Can you quote exactly the stretch of lines from the one with "Indicate every instance of the trail" through the final line of the material, both ends included?

########

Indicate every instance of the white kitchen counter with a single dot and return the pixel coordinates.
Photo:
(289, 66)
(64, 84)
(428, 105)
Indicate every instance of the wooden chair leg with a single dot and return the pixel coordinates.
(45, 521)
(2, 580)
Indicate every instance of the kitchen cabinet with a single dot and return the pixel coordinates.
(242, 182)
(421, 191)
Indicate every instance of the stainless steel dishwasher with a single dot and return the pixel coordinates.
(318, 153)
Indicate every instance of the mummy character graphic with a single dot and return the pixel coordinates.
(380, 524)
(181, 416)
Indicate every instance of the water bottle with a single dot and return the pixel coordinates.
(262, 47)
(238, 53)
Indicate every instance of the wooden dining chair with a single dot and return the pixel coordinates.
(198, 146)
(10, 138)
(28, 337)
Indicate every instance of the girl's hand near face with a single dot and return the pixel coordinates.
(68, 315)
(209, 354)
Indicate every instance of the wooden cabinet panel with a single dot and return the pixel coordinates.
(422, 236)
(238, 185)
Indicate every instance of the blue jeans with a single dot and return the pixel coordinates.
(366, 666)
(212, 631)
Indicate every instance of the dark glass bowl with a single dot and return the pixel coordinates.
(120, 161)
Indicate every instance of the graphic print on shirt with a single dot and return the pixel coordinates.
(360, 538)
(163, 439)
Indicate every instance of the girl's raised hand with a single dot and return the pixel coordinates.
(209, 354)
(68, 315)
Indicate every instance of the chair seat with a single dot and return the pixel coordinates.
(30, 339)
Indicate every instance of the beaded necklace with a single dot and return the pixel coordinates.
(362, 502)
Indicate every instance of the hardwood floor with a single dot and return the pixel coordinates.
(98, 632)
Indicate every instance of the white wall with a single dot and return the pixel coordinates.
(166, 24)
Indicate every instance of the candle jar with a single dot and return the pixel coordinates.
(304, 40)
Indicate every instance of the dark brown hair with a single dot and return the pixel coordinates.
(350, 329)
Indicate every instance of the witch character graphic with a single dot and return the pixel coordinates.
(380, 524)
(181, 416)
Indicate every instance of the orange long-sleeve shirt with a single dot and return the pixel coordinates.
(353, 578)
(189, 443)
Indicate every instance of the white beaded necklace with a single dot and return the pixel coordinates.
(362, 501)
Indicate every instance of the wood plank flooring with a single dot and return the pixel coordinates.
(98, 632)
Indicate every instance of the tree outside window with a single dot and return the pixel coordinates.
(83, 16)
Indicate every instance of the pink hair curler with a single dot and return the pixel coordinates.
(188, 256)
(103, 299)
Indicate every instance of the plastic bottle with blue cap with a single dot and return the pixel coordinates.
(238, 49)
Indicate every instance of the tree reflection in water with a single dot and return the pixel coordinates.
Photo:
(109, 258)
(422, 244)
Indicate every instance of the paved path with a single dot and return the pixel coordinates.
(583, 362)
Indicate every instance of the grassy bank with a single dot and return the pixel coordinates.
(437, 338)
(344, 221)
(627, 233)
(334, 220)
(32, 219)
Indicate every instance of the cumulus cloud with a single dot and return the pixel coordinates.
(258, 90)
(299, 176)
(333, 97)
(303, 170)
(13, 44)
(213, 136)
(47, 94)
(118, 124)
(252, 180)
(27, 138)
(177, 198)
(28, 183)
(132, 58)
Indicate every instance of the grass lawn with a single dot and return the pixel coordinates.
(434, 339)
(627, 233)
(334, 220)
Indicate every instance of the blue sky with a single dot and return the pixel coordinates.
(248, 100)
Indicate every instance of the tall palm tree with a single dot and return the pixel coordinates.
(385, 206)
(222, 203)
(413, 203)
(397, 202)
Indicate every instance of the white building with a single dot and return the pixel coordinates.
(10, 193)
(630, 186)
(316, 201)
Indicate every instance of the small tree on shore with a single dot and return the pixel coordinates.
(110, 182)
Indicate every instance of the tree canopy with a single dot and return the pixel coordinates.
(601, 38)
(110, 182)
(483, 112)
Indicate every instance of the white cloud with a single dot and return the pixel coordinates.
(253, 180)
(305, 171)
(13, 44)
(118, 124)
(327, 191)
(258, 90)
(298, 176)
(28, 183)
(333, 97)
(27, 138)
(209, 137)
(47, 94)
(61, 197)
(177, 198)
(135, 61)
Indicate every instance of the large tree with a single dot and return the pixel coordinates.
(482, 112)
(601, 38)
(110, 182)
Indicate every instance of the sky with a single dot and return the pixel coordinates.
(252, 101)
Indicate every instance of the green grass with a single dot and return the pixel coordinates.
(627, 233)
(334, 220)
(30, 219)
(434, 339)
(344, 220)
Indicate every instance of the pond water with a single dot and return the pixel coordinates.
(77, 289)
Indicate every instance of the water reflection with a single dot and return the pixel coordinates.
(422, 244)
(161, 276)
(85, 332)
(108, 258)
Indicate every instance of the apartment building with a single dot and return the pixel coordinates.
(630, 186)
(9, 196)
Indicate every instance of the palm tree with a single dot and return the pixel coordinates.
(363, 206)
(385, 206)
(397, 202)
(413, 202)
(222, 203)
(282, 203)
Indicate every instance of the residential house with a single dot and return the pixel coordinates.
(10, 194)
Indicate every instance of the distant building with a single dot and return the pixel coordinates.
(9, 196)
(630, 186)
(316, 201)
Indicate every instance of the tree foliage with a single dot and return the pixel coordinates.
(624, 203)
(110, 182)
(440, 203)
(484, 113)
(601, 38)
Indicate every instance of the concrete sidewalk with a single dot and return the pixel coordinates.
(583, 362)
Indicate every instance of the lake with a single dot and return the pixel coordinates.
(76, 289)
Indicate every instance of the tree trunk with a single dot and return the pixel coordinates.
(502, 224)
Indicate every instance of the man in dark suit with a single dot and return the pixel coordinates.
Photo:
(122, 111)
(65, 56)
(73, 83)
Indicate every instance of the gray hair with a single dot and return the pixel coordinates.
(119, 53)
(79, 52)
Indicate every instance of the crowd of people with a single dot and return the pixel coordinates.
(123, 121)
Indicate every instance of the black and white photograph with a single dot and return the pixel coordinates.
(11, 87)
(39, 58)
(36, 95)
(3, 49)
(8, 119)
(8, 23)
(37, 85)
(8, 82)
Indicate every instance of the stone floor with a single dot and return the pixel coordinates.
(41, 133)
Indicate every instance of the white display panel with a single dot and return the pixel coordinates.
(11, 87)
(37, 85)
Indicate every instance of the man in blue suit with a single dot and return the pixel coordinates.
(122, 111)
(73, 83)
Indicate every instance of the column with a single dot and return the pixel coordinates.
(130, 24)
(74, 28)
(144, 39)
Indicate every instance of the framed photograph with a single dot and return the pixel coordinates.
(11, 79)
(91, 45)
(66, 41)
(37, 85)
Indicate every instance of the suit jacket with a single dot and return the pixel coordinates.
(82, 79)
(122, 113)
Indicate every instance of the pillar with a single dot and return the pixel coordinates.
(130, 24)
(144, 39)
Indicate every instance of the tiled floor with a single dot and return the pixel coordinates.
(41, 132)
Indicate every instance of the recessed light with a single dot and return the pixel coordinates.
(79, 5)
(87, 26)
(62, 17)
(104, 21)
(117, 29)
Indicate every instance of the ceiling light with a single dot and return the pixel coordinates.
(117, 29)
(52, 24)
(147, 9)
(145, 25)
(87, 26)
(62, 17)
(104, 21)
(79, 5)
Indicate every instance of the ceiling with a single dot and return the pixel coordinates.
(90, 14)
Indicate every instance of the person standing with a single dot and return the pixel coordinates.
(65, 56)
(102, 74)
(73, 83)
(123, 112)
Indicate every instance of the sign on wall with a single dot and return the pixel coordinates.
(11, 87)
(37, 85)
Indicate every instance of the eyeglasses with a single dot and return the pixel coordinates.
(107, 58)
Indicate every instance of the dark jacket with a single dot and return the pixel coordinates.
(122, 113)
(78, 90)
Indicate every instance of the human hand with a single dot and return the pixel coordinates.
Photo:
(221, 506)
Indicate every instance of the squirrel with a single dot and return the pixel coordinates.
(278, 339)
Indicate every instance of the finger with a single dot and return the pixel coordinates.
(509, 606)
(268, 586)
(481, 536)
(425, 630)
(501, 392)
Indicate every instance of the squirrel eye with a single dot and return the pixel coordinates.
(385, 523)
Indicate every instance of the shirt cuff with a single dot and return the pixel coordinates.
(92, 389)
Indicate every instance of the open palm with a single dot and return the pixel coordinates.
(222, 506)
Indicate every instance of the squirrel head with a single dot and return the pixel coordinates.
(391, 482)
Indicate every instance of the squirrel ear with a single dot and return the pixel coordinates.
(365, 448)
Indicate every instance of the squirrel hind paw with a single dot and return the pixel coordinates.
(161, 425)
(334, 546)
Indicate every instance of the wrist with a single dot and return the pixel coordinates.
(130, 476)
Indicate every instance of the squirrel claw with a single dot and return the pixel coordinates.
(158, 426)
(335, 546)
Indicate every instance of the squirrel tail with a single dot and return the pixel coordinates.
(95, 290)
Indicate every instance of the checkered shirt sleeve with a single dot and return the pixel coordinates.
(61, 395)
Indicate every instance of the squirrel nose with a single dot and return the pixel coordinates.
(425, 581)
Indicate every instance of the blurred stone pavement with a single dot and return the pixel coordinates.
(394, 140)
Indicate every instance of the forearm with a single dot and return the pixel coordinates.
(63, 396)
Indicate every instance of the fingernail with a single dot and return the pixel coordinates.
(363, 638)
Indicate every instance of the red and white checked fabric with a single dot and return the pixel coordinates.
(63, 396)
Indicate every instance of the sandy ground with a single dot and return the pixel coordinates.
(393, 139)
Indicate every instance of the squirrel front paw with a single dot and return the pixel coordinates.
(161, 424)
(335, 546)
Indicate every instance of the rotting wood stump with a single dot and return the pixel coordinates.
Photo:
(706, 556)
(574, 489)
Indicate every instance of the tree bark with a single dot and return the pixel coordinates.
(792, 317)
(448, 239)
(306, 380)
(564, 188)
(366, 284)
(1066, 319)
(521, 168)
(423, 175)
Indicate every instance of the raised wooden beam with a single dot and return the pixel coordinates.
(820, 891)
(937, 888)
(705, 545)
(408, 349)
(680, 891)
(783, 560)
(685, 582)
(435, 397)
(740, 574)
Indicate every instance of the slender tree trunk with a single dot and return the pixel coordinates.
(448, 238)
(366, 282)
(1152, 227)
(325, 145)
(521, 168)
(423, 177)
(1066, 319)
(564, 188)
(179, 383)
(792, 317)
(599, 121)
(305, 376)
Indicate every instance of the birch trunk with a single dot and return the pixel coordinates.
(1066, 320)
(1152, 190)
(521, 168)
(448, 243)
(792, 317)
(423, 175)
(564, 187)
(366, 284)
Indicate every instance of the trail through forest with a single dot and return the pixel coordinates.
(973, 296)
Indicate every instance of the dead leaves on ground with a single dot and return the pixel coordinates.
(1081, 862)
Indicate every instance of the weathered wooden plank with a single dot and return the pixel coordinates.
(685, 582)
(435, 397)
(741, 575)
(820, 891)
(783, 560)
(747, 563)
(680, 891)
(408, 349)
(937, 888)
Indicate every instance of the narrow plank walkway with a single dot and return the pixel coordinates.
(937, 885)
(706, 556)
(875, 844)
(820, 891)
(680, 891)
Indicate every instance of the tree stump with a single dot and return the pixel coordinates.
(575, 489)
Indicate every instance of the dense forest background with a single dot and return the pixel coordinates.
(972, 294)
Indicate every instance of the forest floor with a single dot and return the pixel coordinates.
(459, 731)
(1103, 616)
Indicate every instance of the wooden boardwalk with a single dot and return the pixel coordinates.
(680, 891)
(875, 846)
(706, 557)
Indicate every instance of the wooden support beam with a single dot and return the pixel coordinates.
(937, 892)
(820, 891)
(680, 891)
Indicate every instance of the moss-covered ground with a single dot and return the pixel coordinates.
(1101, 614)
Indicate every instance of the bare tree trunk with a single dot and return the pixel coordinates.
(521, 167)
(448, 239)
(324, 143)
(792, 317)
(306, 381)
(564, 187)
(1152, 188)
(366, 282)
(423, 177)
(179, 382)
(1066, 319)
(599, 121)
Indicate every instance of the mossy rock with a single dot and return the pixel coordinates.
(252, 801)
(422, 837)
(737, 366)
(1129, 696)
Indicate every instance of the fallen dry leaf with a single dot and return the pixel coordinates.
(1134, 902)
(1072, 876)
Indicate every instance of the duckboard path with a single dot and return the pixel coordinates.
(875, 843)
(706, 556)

########

### RESULT OF THIS TASK
Indicate every instance of the trail through forest with a single dot and return the pixel coordinates.
(973, 296)
Indicate every instance of the dead leaves on ground with a single dot and return the pixel coordinates.
(1081, 862)
Indicate every instance of the weathered wooden plank with a single dot and return the pixel coordinates.
(685, 582)
(435, 397)
(741, 575)
(820, 891)
(783, 560)
(747, 563)
(680, 891)
(408, 349)
(937, 888)
Indicate every instance of the narrow plank walkway with a single dot and return the pixel coordinates.
(937, 885)
(706, 556)
(875, 844)
(820, 891)
(680, 891)
Indicate every instance of the tree stump with a single dot and return the pixel coordinates.
(575, 489)
Indicate every instance of the dense forest background with a single dot and return the pixel coordinates.
(972, 294)
Indicate every instance of the forest floor with a single dot and return the pixel coordinates.
(459, 731)
(1103, 616)
Indicate every instance of the wooden boardwalk with a single dot and return the pixel coordinates.
(680, 891)
(875, 846)
(706, 557)
Indicate every instance of the wooden support beam with a single dot and return the pixel coordinates.
(937, 892)
(820, 891)
(680, 891)
Indicate every instance of the moss-covered ground with a single dot and return the pixel coordinates.
(1101, 614)
Indicate every instance of the bare tree trunk with a single dot and return the pixel coordinates.
(521, 167)
(448, 239)
(324, 143)
(792, 317)
(306, 381)
(564, 187)
(1152, 188)
(366, 282)
(423, 177)
(179, 382)
(1066, 319)
(599, 121)
Indicate every instance of the mossy rock with a single dot and return the pixel coordinates.
(252, 801)
(422, 837)
(737, 366)
(1129, 696)
Indicate every instance of the fallen dry leaf with a single dot and return the pixel coordinates.
(1134, 902)
(1072, 876)
Indicate every instance of the duckboard path with a single dot and return the pixel coordinates.
(875, 843)
(706, 556)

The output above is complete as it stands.